Challenge
Count the rows below that contain the string "barrier", treating uppercase and lowercase as different, and reply with only the number.

The input
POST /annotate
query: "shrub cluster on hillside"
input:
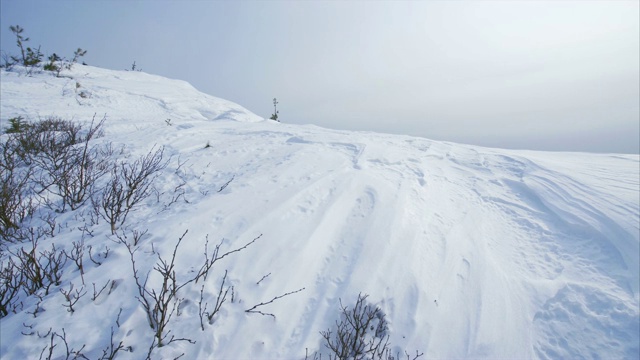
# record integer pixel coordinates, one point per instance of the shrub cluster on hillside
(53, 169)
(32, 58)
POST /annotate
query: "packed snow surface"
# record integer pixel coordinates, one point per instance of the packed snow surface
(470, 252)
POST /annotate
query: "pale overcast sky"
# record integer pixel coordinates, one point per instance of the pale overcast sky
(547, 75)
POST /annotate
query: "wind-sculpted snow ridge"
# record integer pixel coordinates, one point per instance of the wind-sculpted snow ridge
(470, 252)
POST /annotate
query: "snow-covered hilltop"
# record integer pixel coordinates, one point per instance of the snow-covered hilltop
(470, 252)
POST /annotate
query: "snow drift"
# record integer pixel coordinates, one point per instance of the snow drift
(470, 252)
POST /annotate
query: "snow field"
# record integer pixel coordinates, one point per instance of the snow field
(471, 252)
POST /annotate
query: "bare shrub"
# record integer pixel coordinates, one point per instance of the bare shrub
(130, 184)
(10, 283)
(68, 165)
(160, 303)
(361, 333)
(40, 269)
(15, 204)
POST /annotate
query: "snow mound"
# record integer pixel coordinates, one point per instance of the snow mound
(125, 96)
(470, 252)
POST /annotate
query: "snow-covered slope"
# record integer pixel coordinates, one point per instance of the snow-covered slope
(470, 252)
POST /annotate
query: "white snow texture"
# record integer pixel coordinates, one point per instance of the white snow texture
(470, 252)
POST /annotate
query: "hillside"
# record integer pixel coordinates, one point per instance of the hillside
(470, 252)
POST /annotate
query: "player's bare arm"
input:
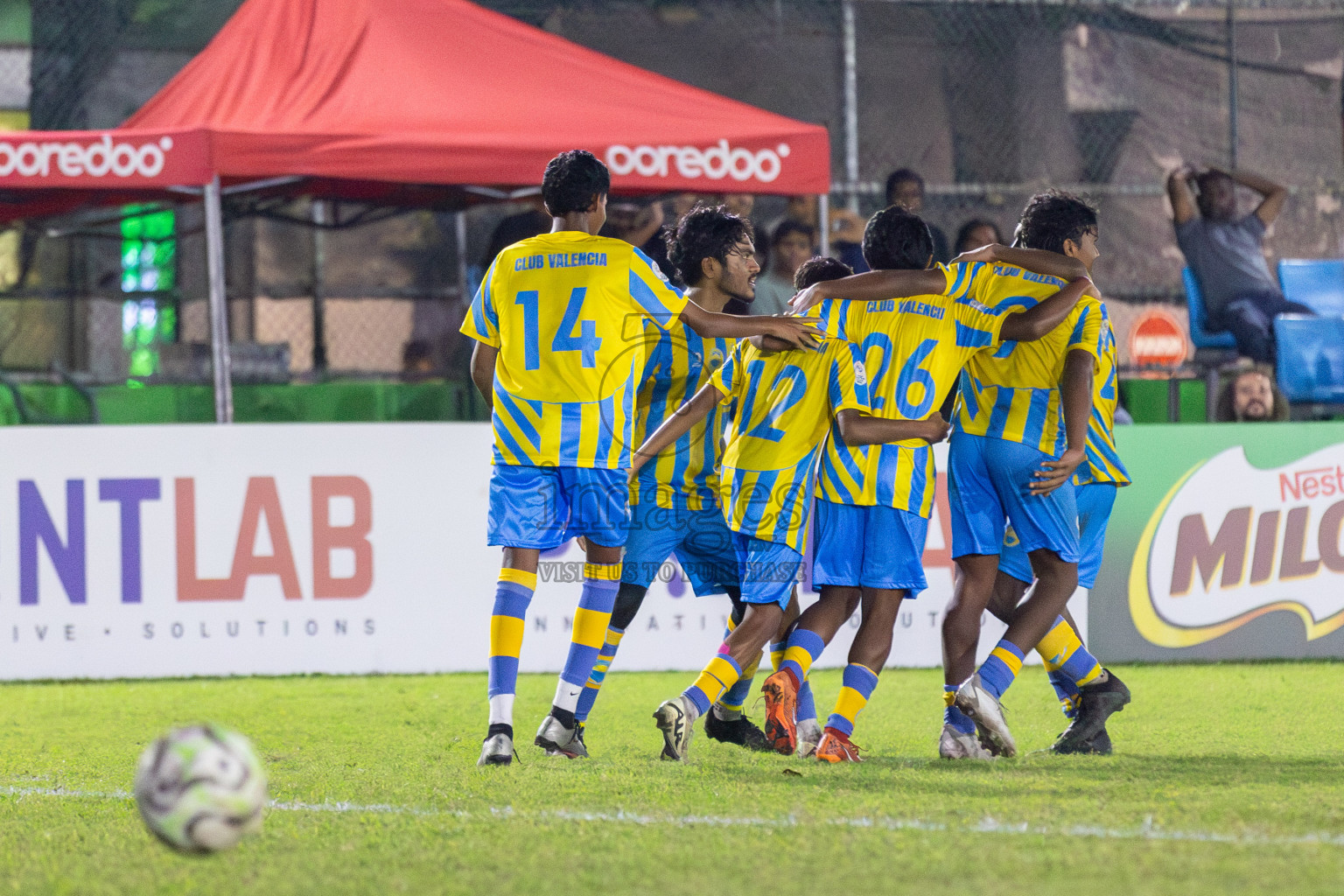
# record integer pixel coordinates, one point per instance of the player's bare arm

---

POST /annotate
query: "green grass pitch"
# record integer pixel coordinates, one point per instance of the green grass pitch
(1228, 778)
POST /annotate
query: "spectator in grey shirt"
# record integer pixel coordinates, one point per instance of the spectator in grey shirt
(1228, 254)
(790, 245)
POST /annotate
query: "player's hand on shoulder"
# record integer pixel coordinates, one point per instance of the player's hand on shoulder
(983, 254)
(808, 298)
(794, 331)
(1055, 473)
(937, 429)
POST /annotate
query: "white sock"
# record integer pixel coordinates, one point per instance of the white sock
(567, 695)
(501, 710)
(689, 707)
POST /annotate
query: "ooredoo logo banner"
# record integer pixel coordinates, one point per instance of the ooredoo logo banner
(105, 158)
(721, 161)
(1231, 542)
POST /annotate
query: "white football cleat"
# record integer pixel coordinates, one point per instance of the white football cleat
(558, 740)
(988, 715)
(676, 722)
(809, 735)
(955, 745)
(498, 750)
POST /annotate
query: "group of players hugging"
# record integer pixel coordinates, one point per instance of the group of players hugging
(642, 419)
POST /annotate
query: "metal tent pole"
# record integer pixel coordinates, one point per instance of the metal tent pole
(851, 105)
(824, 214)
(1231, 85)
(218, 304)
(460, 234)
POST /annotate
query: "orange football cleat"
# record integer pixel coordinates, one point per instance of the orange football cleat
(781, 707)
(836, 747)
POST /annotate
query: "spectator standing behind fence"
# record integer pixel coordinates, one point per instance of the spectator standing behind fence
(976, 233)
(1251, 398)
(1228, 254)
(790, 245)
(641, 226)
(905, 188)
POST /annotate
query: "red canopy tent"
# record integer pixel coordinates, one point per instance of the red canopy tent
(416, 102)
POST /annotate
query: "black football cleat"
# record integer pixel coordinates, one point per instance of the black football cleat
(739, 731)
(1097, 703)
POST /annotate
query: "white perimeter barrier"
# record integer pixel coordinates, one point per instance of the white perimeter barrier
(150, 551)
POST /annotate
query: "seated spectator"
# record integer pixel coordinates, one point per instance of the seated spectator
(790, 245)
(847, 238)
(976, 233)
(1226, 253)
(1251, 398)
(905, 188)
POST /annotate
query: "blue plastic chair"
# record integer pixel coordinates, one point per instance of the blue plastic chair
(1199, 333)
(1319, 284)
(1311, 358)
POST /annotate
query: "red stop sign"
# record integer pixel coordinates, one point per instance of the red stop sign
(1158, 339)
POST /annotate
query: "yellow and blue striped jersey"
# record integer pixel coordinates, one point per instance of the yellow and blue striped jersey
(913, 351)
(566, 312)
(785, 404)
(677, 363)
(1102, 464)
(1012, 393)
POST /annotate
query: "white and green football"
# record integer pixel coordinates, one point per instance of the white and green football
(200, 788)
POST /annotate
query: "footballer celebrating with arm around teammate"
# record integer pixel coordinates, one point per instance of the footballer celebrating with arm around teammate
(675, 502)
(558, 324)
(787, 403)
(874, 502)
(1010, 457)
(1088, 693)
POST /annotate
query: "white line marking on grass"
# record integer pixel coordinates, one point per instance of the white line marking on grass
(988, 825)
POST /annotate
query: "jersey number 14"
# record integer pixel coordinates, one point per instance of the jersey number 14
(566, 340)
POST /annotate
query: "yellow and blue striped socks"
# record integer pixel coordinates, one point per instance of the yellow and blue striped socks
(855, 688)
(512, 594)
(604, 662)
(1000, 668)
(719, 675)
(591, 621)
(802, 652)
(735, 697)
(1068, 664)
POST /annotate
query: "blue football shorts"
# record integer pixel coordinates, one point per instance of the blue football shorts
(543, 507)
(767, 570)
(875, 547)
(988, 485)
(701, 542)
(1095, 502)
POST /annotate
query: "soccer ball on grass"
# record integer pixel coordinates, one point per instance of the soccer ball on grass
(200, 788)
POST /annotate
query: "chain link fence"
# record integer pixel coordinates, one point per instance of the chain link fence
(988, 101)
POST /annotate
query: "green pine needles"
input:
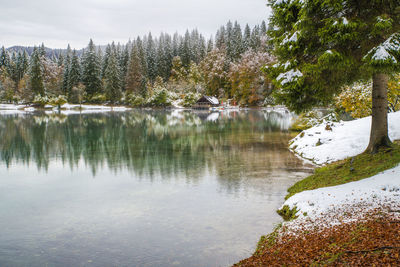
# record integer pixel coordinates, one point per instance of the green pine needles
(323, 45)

* * *

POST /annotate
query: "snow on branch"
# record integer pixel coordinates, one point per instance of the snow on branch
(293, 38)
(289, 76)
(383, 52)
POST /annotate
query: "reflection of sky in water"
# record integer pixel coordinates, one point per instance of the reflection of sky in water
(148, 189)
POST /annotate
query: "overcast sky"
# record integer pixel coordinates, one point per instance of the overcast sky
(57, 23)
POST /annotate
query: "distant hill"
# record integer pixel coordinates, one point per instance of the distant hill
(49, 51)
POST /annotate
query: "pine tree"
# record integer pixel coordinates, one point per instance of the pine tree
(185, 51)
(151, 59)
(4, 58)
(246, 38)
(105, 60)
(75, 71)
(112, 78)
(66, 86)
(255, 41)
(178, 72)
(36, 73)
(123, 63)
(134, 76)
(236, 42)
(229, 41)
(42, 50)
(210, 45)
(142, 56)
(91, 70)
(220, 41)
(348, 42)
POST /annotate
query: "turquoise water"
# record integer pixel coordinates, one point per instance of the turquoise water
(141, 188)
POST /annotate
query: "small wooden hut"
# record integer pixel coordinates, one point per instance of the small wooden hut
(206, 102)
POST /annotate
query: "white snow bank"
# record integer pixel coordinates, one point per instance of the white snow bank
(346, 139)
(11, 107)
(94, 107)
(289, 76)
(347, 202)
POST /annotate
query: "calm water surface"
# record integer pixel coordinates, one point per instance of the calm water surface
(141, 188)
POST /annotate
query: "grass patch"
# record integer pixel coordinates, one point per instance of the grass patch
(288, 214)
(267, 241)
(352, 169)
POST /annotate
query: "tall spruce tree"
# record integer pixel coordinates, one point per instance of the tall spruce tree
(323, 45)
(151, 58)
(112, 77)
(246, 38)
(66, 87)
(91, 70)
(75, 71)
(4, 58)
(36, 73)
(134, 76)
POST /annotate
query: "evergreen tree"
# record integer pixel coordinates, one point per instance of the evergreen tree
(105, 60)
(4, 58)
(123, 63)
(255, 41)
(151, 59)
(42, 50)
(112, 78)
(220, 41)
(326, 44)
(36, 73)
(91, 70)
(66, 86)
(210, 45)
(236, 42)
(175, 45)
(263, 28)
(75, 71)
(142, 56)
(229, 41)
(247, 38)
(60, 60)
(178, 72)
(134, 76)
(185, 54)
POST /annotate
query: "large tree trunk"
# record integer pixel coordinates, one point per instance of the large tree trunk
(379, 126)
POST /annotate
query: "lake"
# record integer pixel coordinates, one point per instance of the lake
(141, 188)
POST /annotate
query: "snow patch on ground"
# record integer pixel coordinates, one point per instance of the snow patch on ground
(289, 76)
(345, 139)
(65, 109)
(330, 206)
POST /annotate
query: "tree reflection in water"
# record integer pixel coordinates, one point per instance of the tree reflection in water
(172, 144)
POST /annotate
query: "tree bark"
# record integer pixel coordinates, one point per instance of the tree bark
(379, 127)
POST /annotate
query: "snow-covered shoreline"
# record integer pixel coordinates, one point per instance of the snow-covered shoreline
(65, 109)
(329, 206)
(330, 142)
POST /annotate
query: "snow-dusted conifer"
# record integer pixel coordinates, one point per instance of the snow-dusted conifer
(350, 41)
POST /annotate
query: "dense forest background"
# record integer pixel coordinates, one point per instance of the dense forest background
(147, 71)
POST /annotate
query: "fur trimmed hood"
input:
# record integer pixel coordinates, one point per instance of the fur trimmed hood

Exercise result
2